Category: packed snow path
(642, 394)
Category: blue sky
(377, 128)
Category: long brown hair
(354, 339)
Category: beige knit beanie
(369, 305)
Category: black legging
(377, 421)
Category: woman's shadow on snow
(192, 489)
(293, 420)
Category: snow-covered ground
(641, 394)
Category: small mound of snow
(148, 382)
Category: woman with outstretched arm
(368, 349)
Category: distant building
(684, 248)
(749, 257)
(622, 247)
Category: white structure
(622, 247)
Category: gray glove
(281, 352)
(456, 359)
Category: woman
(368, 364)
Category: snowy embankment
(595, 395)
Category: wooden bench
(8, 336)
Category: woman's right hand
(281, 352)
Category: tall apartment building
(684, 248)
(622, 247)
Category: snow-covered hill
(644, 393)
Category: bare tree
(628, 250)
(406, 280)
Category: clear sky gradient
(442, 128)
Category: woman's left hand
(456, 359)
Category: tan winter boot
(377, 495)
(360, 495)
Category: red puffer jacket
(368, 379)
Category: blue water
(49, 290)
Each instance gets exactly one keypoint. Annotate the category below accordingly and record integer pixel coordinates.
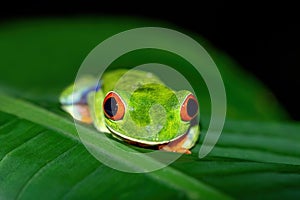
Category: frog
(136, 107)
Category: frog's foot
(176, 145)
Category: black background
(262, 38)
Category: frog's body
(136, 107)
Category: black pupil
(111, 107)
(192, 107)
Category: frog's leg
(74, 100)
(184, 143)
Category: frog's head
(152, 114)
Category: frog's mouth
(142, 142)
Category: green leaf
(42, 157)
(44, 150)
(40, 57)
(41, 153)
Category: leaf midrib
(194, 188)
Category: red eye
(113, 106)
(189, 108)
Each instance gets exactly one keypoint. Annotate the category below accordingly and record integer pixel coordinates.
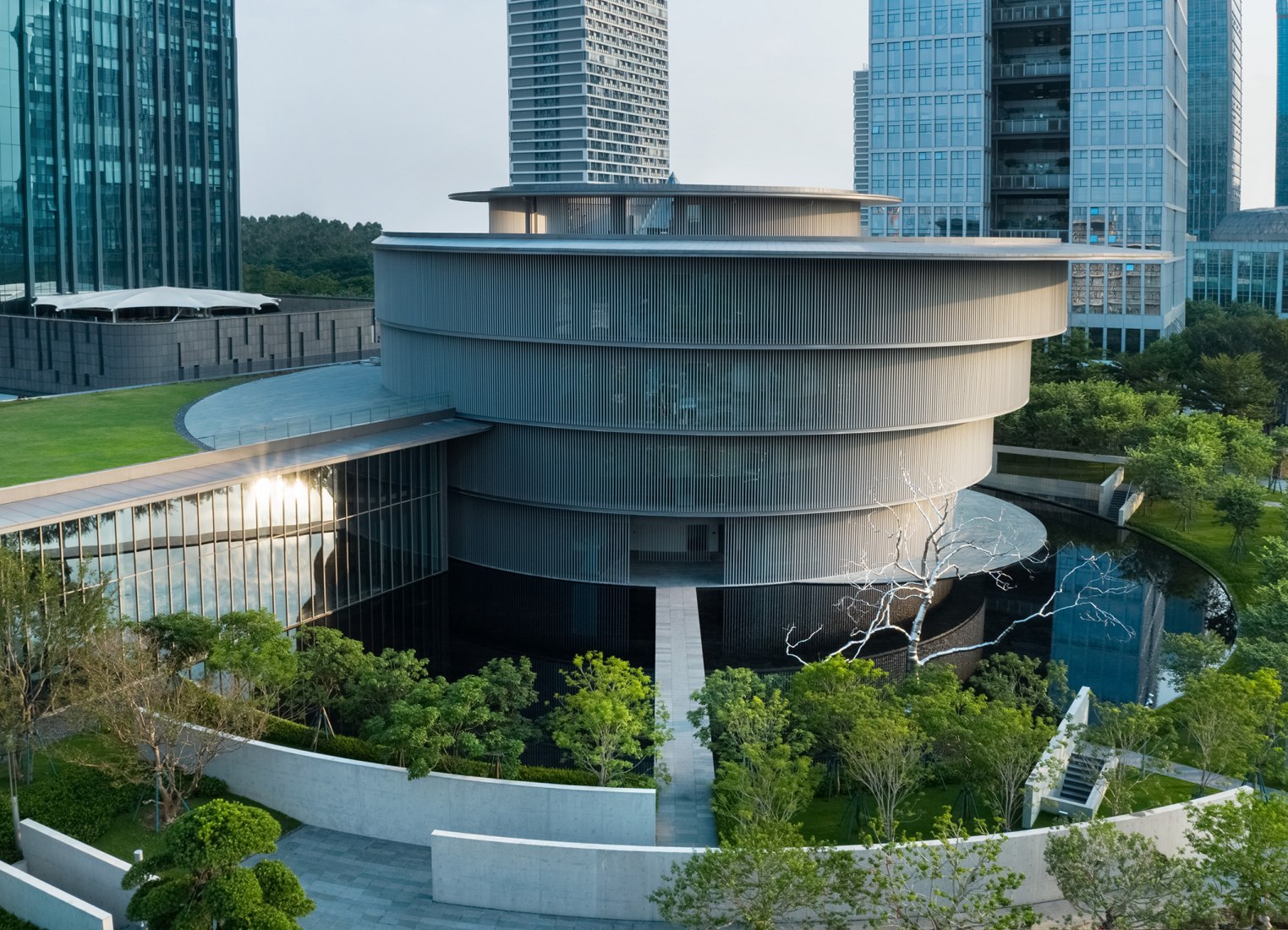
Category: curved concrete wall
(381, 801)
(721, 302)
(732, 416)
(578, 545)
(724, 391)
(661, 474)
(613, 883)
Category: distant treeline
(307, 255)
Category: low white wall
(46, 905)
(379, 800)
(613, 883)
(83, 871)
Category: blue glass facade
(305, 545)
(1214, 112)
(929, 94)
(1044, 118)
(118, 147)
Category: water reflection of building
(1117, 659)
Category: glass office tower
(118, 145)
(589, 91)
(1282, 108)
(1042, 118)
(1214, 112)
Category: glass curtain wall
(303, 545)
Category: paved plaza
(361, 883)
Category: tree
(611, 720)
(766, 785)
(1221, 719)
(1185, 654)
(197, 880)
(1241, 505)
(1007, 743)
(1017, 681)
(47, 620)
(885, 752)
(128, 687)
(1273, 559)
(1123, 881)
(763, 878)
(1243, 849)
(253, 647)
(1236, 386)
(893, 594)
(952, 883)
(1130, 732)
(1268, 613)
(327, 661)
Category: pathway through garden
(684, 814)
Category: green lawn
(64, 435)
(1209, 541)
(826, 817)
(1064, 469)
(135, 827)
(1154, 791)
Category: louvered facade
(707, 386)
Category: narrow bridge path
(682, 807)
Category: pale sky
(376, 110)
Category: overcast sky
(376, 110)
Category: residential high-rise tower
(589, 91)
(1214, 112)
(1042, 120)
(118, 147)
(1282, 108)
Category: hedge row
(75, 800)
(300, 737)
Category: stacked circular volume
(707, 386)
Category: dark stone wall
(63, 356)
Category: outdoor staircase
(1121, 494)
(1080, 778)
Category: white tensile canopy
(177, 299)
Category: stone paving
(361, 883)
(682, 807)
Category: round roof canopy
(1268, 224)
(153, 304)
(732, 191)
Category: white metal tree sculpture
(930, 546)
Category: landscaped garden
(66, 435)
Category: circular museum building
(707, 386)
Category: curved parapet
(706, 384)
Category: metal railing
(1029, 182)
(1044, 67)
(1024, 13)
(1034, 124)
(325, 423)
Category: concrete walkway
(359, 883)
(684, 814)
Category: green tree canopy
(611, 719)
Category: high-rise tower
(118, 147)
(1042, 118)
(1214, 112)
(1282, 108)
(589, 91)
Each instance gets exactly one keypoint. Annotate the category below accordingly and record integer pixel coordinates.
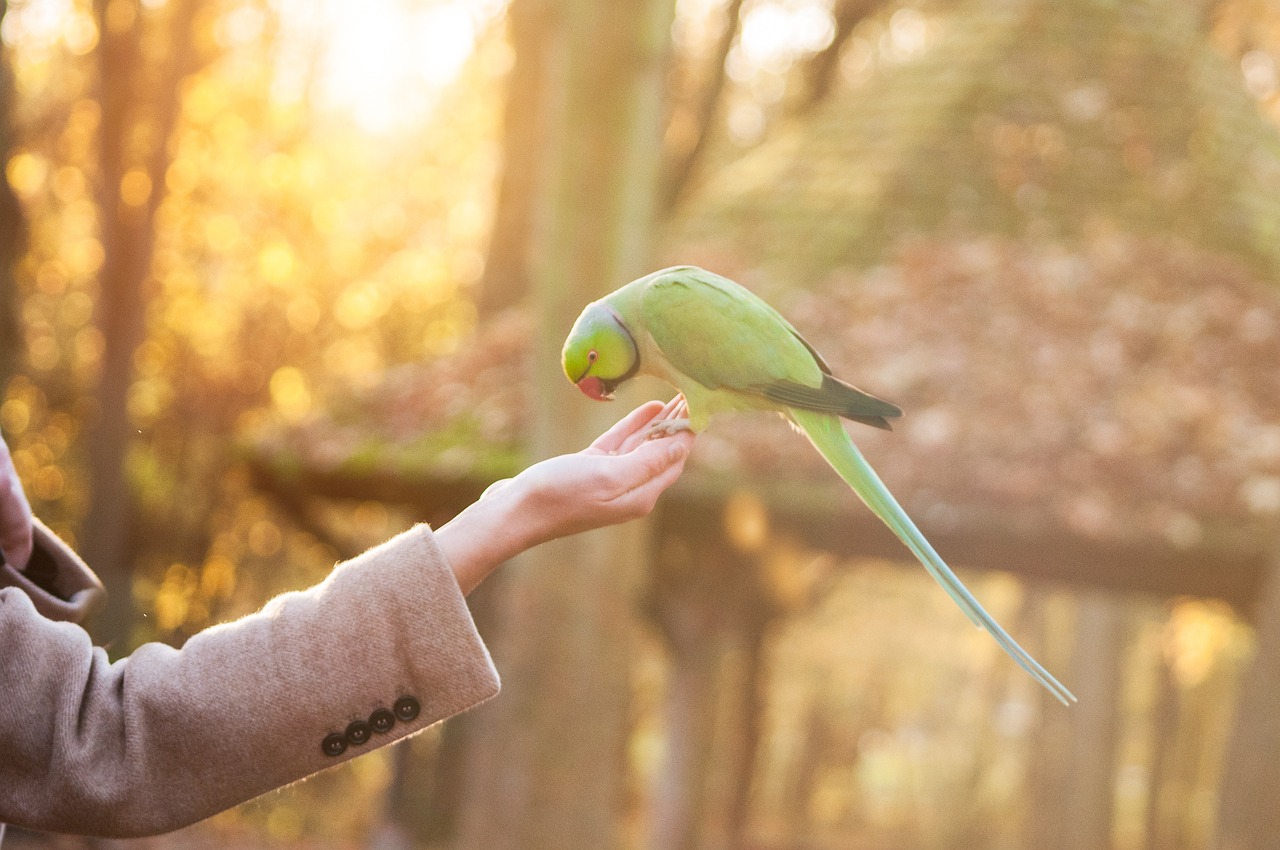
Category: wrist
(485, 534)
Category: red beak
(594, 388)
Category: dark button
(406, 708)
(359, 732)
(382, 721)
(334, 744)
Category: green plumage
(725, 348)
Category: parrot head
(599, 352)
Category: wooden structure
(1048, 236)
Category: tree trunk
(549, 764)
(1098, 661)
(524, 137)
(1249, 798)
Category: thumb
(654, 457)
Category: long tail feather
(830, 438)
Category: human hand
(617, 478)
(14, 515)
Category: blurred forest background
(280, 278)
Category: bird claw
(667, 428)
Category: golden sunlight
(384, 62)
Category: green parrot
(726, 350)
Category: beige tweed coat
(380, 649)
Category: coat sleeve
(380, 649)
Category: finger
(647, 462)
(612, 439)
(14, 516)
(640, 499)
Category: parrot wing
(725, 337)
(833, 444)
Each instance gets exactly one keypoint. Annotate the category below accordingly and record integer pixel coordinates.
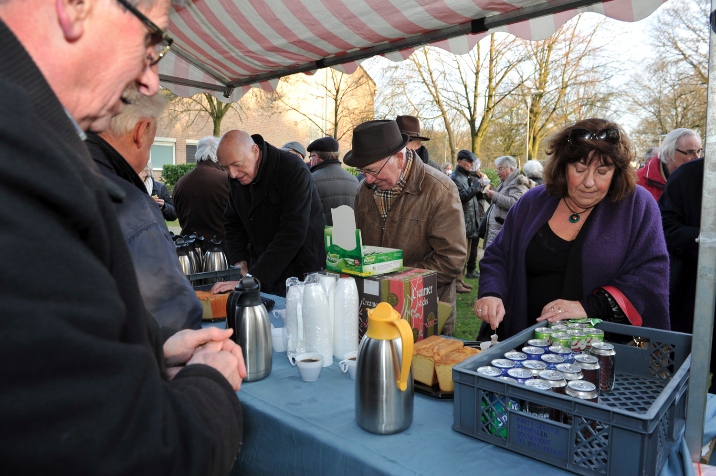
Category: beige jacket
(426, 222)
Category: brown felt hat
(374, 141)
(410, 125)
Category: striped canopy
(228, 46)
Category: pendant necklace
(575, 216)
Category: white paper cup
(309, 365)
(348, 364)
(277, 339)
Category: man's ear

══════════

# GOAL:
Rewrite the stretch from the line containing "Category: high-rise tower" through the end of the records, swapping "parrot" for "macaw" and keeping everything else the same. Return only that stretch, and leave the pictures out.

# RESULT:
Category: high-rise tower
(118, 147)
(1042, 118)
(1214, 112)
(1282, 108)
(589, 91)
Each instance gets exactly one keypoint. Annotate the category below accordingly and record integer pixel coordinates.
Category: wrist
(485, 534)
Category: red beak
(594, 388)
Category: dark button
(406, 708)
(359, 732)
(382, 721)
(334, 744)
Category: green plumage
(725, 348)
Category: macaw head
(599, 352)
Category: wooden structure
(1048, 236)
Category: tree trunk
(549, 764)
(1098, 661)
(524, 137)
(1249, 798)
Category: thumb
(654, 457)
Category: long tail feather
(830, 438)
Category: human hand
(617, 478)
(14, 515)
Category: blurred forest background
(280, 278)
Category: bird claw
(667, 428)
Category: golden sunlight
(384, 62)
Category: green macaw
(726, 350)
Category: beige tweed coat
(380, 649)
Category: coat sleeve
(380, 649)
Category: finger
(647, 462)
(612, 439)
(14, 516)
(640, 499)
Category: macaw wing
(725, 337)
(833, 444)
Each instance gets exactly one keypoint. Annotate the category below accordingly and record integer pixel coordinates.
Category: beige jacket
(426, 222)
Category: brown felt hat
(374, 141)
(410, 125)
Category: striped canopy
(228, 46)
Category: pendant necklace
(575, 216)
Category: white paper cup
(309, 365)
(348, 364)
(277, 339)
Category: man's ear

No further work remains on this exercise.